- Passage given:
In Franco Zeffirelli’s film Tea with Mussolini, there is a scene that takes place during a memorial reading of poems by Elizabeth Barrett Browning in the English Cemetery in Florence. The setting is Elysian: avenues of crumbling marble tombs and wild flowers. So when in Florence last, my companions and I ventured along where once the city’s medieval walls stood to this tiny island of graves amid urban sprawl.
We were effusively greeted by Julia Bolton Holloway, an English nun, who looks after the site. She led us to the library in the gatehouse. Here shelves are stacked with Florentine history books and others written by and about those buried in the cemetery. On site is a workshop for making copies of a sculpture of Elizabeth and Robert Browning’s clasped hands, binding books and printing marbled paper.
The Swiss Evangelical Reformed Church bought the land, then outside the city walls, from the Grand Duke of Tuscany in 1827 for the burial of non-Catholics. In those days, “English” was the generic word for foreigner. The cemetery was closed to new interments 50 years later when the city wall was torn down. It then came within the city limits of Florence; and it became illegal to bury the dead there.

- What this exercise asks:
A: Do the following statements agree with the passage on the English Cemetery in Florence? Answer yes or no for each and quote the words of the passage that decide it. (i) The land was bought from the Grand Duke of Tuscany in 1827. (ii) The library is housed in the cemetery chapel. (iii) The cemetery stopped taking new burials 100 years after the land was bought.
B: Please reproduce the part of the passage on the English Cemetery in Florence that opens with the words containing "We were effusively" and closes with "the dead there.".
C: According to the passage on the English Cemetery in Florence, who looks after the site?

- Dataset section:

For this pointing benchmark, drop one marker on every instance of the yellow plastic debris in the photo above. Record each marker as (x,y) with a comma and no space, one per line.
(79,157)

- The results:
A:
(i) Yes: "The Swiss Evangelical Reformed Church bought the land, then outside the city walls, from the Grand Duke of Tuscany in 1827 for the burial of non-Catholics."
(ii) No: "She led us to the library in the gatehouse."
(iii) No: "The cemetery was closed to new interments 50 years later when the city wall was torn down."

B:
We were effusively greeted by Julia Bolton Holloway, an English nun, who looks after the site. She led us to the library in the gatehouse. Here shelves are stacked with Florentine history books and others written by and about those buried in the cemetery. On site is a workshop for making copies of a sculpture of Elizabeth and Robert Browning’s clasped hands, binding books and printing marbled paper.
The Swiss Evangelical Reformed Church bought the land, then outside the city walls, from the Grand Duke of Tuscany in 1827 for the burial of non-Catholics. In those days, “English” was the generic word for foreigner. The cemetery was closed to new interments 50 years later when the city wall was torn down. It then came within the city limits of Florence; and it became illegal to bury the dead there.

C: Julia Bolton Holloway, an English nun.